PAGE EXTRACT:
Let’s start with this: you are awesome.

What’s so amazing is that I am so much more intrigued about the way you perceive what a great relationship to be than any female adviser. It seems like the women relationship experts just want more and more female control. Too much yang for their own good.

So, I came to ask your insight.

The problem is that I am a giver. While that usually has such a positive connotation, I find it hard to receive sexual favors. I will give and give, with which I couldn’t be happier. I know this is slightly selfish since I get so much from giving to a lover or a relationship in general. I also have no idea where all this tension and reservation is coming from. This sucks a lot because I WANT to enjoy it and it’s me that’s keeping me from getting off!

Perhaps you can help me to cut down my own bullshit?
Hopefully you have insight into what lame female “fear” number I am listed under.

Whatever the case, I’m turning to you since most other advice is bullshit and frosting coated. You get straight to the point and call people out on what they don’t want to face about themselves.

-Cynthia

You are certainly not alone… most of the very decent, integrous people I know - including myself - have struggled with being able to receive love.

This is the kind of problem that can run deep… there can be many, many causes at the root of this, such as fear that others will think we are selfish and greedy, or the fear that if someone goes down on us for an extended period of time they might end up resenting us for “making” them work too hard, or “making” them feel like a tool.

We’re going to start by applying the frame, “The world is my mirror” to this one, to see what comes of it…

Do you sometimes do things for others that you would rather not do, for fear that they will get mad at you and eventually “reject” you?

Sure you do.

You know… like your mother asks you to babysit your little brother on a night that you intended to go out, and you don’t want to disappoint her and risk losing her approval, so you cave and babysit your little brother. You tell yourself that, after all, she did give birth to you and make all kinds of sacrifices to raise you.

Or perhaps you have a friend who never seems to get his act together… and when he asks to borrow money from you - again - you give him 50 bucks even though you’re starting to feel used. “Whatever, it’s better than rocking the boat”, you rationalize it to yourself and make excuses for him, even though you know intuitively that you’re really just bullshitting yourself. You gave him that money because you didn’t want to risk losing the friendship, the approval.

GIVEN REQUEST: Please name the frame the reply in the advice letter says it will apply to the problem.

INFORMATION GIVEN:
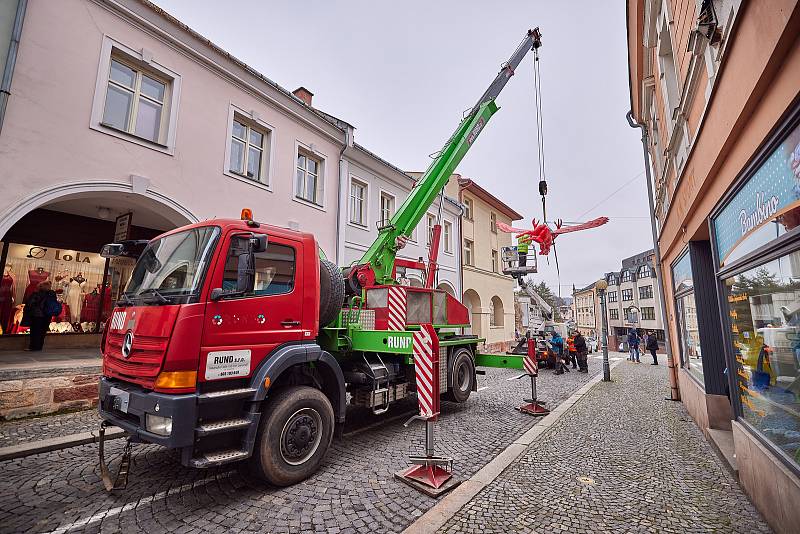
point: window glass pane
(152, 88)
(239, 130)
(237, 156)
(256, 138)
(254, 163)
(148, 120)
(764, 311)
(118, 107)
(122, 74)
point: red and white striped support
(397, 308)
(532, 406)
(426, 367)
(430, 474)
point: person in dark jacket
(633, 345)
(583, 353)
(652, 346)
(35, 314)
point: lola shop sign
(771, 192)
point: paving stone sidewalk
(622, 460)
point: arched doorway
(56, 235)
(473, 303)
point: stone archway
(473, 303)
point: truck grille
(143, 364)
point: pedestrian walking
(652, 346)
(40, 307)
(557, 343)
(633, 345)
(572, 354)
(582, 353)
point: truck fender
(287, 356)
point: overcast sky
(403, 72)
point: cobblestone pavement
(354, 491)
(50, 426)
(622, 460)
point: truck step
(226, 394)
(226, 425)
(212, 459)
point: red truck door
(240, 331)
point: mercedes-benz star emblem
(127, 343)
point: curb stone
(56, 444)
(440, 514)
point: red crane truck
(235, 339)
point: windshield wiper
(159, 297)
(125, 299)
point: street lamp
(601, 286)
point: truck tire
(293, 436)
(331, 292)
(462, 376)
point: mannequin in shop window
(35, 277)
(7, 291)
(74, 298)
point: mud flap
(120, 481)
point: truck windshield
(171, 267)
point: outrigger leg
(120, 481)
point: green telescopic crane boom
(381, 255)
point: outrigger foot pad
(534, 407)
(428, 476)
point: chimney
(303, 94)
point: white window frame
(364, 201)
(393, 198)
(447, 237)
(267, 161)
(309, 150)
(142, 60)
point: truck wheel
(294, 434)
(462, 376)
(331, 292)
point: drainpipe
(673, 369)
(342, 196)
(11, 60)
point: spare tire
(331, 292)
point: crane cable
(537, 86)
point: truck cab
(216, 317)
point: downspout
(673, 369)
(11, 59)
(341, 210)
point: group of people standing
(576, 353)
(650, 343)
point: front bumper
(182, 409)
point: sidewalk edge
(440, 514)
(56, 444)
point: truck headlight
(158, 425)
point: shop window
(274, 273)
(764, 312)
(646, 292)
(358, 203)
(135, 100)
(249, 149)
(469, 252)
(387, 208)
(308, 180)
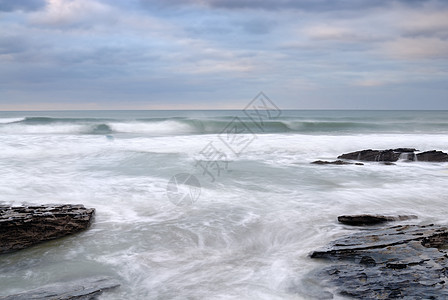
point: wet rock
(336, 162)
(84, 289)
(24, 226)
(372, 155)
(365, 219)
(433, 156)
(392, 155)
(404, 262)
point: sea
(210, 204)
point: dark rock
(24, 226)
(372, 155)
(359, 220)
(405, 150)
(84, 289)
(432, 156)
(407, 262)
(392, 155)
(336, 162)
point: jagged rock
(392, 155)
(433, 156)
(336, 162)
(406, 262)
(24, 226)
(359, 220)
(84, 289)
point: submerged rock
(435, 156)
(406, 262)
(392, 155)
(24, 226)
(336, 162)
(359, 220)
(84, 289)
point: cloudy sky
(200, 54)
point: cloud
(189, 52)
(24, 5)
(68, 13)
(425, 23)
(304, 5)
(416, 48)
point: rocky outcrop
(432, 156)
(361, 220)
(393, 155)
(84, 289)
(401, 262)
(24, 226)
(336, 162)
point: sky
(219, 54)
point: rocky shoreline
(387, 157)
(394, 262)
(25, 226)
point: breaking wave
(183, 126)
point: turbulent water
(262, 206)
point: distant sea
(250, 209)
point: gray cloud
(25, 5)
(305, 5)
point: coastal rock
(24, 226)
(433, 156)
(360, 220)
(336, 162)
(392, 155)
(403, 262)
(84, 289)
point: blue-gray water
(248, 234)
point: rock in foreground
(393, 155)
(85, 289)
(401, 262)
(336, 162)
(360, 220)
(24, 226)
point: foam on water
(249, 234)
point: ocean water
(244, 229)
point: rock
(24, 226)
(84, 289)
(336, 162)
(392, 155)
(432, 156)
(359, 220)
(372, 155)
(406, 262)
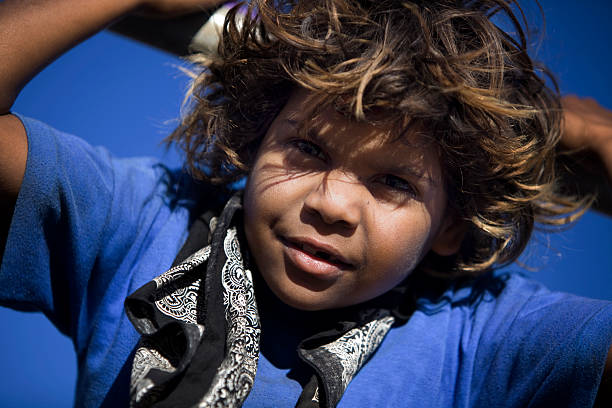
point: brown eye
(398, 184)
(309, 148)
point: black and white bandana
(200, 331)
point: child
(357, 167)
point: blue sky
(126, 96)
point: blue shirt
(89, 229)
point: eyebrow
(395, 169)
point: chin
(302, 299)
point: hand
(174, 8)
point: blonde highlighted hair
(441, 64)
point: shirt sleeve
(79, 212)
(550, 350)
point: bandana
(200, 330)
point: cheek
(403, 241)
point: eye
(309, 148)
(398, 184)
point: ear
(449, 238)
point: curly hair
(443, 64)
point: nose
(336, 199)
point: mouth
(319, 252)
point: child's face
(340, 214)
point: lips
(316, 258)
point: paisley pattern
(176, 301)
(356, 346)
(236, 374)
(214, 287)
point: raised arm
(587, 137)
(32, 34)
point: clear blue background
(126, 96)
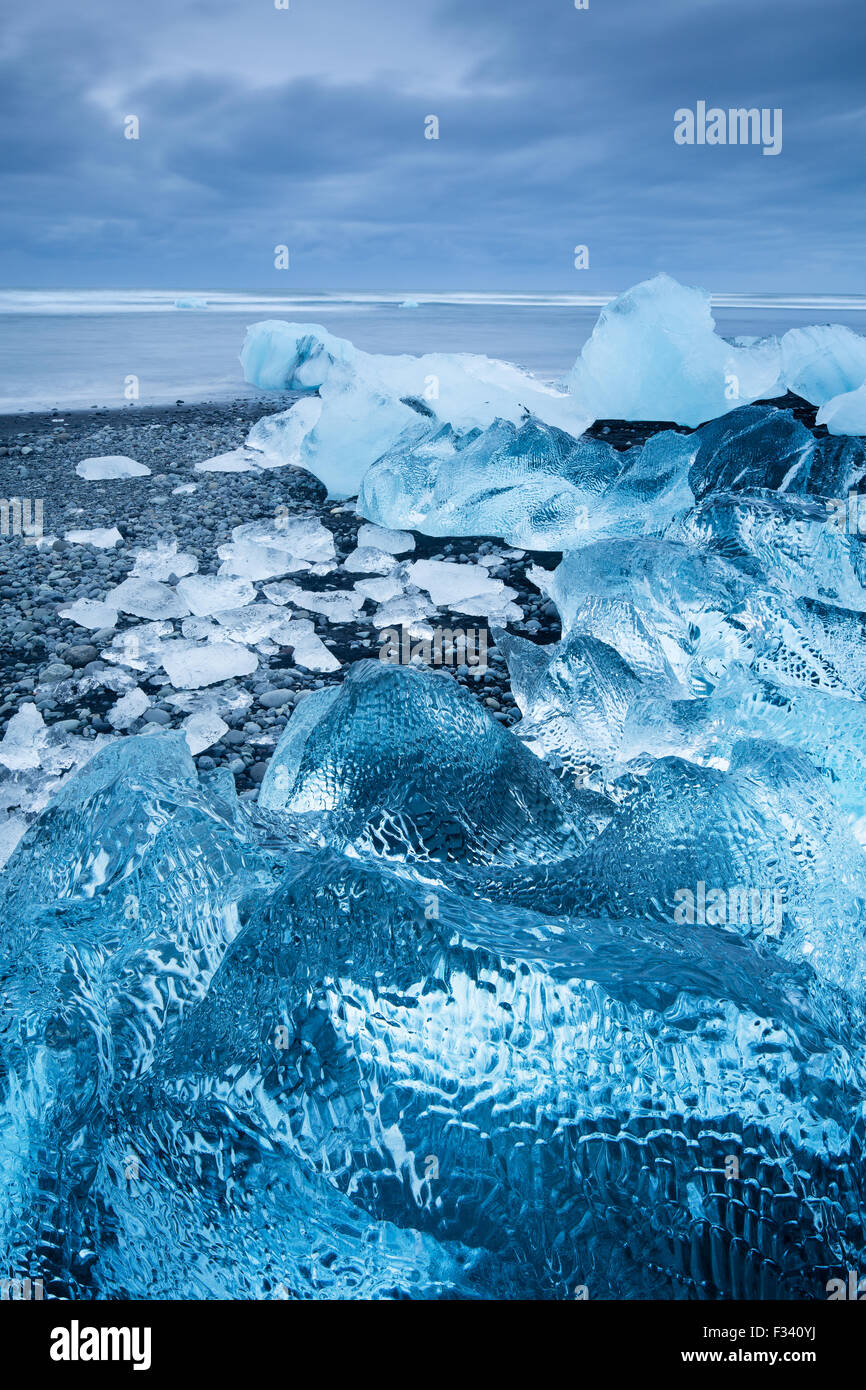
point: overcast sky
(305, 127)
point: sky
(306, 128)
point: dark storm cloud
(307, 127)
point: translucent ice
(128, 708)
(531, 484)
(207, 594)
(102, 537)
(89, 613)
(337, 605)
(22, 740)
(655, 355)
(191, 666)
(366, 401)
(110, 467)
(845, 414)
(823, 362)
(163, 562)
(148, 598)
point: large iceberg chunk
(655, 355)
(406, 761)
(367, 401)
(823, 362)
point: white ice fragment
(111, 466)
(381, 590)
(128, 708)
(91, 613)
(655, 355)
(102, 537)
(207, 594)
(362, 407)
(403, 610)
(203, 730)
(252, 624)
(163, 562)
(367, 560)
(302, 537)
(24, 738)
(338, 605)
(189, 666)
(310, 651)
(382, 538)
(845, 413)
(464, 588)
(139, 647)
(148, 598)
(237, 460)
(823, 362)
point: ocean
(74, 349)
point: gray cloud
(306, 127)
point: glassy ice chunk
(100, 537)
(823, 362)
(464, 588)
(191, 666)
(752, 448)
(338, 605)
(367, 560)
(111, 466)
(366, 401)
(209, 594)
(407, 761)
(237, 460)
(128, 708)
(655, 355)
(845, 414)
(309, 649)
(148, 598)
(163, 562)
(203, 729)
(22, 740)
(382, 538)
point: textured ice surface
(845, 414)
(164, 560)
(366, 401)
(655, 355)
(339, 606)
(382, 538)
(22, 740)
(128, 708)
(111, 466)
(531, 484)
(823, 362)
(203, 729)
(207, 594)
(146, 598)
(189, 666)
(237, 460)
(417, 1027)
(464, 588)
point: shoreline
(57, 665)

OUTPUT FOR THIS TASK: "The world is my mirror"